I am not the original poster and the drawing is just used to make sure I understand what the OP was talking about. I simplified my drawing by making it 1 pass, but it would work with multiple passes as well. I think the goal of the OP is just to get a rule of thumb or understanding of the options.

The question is with regards to pressure drop and not overall heat transfer. It was not considered in my example. Obviously more tubes = lower velocity = lower heat transfer coefficient.

 

[rotw]

I am not sure if you do mean 1/2 (as "1" for one) or l/2 (as "l" for length) as for the circuits?
I think you should be basically comparing Dp1 with approx. 2 x Dp2 (for 2 x 1/2 circuit). so the factor you are looking at is dp1 / (2 x dp2) and that factor then equates ~2 (instead of 8). Thus your rule of thumb factor is roughly 2.
means same tube diameters, same length, same total capacity, doubling the feeding would reduce the total losses by a factor 2.
Or am I missing something ??

 

[PaulLag]

Hi All

thanks for your answers.
@EdStainless
I am looking for a smart and quick way to evaluate the impact of changing the number of tube feedings in the SAME condenser.

@Afox88
yes, the OP was to get a rule of thumb saying:
what will happen to pressure drop when doubling the number of feedings in the same condenser ?

@rotw
DP1 proportional to 0.5*v^2 and circuit_length
DP2 proportional to 0.5*(v/2)^2 and circuit_length*0.5

thanks

 

[Afox88]

You will get about 1/4 the pressure drop. You had the correct methodology in your original post.

1/2 the flowrate will lead to 1/2 the velocity which will lead to about 1/4 the pressure drop, since it is a function of v^2.

Hope this helps.

 

[PaulLag]

Hi Afox88

please do not forget that the length of circuit will be half of the original.
therefore there is also the circuit_length*0.5

 

[Afox88]

I assumed by the same condenser, you mean that the length of the condenser is the same. If the length of the condenser is half, then the pressure drop is an additional 1/2, which makes 1/8.

The words circuit, feeds, and same condenser, is not typical lingo for what you are asking.

 

[EdStainless]

Though the impact of changing the tube diameter should be considered also.
Many modern condensers with 10-12f/s flows are using 1.125" or 1.250" tubes to reduce pressure drop.
But with higher velocity you still get good heat transfer.

= = = = = = = = = = = = = = = = = = = =
P.E. Metallurgy, Plymouth Tube

Collected data
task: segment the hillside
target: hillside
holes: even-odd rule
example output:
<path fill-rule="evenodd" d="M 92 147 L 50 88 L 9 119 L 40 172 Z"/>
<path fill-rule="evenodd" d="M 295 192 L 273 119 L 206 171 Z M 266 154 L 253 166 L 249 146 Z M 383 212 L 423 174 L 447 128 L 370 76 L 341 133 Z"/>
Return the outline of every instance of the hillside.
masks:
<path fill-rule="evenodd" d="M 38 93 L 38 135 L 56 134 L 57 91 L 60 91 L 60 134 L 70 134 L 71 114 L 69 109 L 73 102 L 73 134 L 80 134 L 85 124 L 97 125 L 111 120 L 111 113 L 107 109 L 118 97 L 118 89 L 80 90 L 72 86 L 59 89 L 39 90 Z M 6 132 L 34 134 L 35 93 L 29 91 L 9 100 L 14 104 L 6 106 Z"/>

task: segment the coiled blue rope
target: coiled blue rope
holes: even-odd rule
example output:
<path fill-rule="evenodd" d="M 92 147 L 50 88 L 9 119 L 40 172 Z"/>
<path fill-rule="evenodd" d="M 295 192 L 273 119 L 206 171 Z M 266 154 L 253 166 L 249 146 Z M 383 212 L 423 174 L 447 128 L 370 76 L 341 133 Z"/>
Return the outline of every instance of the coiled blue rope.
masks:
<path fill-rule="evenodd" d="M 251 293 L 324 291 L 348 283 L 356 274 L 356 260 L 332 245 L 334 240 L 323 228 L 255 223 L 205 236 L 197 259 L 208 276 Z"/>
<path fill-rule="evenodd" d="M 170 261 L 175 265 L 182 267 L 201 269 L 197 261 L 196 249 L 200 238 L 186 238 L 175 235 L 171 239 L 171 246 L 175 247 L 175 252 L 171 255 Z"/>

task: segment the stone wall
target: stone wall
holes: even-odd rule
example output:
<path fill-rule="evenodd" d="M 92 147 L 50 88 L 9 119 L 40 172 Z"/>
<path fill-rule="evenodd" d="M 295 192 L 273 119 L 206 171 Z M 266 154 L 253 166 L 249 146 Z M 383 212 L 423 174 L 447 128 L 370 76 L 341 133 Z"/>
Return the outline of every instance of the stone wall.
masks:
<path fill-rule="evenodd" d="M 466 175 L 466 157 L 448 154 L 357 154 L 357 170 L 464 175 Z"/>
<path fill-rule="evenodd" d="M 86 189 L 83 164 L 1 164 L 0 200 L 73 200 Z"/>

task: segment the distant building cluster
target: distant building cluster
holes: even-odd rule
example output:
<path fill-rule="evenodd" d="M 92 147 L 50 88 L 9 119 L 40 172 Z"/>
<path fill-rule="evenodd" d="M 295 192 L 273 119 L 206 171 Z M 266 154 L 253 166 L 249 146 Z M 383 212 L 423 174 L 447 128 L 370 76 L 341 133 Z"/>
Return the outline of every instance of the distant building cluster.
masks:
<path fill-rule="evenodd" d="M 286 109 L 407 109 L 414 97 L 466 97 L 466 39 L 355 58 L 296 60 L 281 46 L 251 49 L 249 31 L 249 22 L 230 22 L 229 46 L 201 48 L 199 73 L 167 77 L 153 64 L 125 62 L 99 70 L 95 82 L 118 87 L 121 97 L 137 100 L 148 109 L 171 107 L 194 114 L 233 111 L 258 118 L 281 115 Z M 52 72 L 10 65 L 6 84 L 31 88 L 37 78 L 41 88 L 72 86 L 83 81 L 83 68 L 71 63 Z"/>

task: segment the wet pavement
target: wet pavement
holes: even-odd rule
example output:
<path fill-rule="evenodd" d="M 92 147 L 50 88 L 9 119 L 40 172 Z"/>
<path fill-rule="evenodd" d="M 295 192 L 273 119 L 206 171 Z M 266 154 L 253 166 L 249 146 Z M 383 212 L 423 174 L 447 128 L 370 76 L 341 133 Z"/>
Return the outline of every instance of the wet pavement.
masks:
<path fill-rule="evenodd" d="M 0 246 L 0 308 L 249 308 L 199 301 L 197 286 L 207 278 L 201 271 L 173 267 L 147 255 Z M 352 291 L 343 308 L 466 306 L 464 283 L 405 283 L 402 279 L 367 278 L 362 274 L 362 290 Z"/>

Tasks »
a - In the forum thread on condenser pressure drop, what tube sizes are many modern condensers with 10-12 f/s flows using to reduce pressure drop?
b - Copy the Collected data rows word for word, from the first row through the line holding "93 L 38 135", inclusive.

Results of the exercise »
a - They use 1.125" or 1.250" tubes.

b -
task: segment the hillside
target: hillside
holes: even-odd rule
example output:
<path fill-rule="evenodd" d="M 92 147 L 50 88 L 9 119 L 40 172 Z"/>
<path fill-rule="evenodd" d="M 295 192 L 273 119 L 206 171 Z M 266 154 L 253 166 L 249 146 Z M 383 212 L 423 174 L 447 128 L 370 76 L 341 133 Z"/>
Return the outline of every instance of the hillside.
masks:
<path fill-rule="evenodd" d="M 38 93 L 38 135 L 56 134 L 57 91 L 60 91 L 60 134 L 70 134 L 71 114 L 69 109 L 73 102 L 73 134 L 80 134 L 85 124 L 97 125 L 111 120 L 111 113 L 107 109 L 118 97 L 118 89 L 80 90 L 72 86 L 59 89 L 39 90 Z M 6 132 L 34 134 L 35 93 L 29 91 L 9 100 L 14 104 L 6 106 Z"/>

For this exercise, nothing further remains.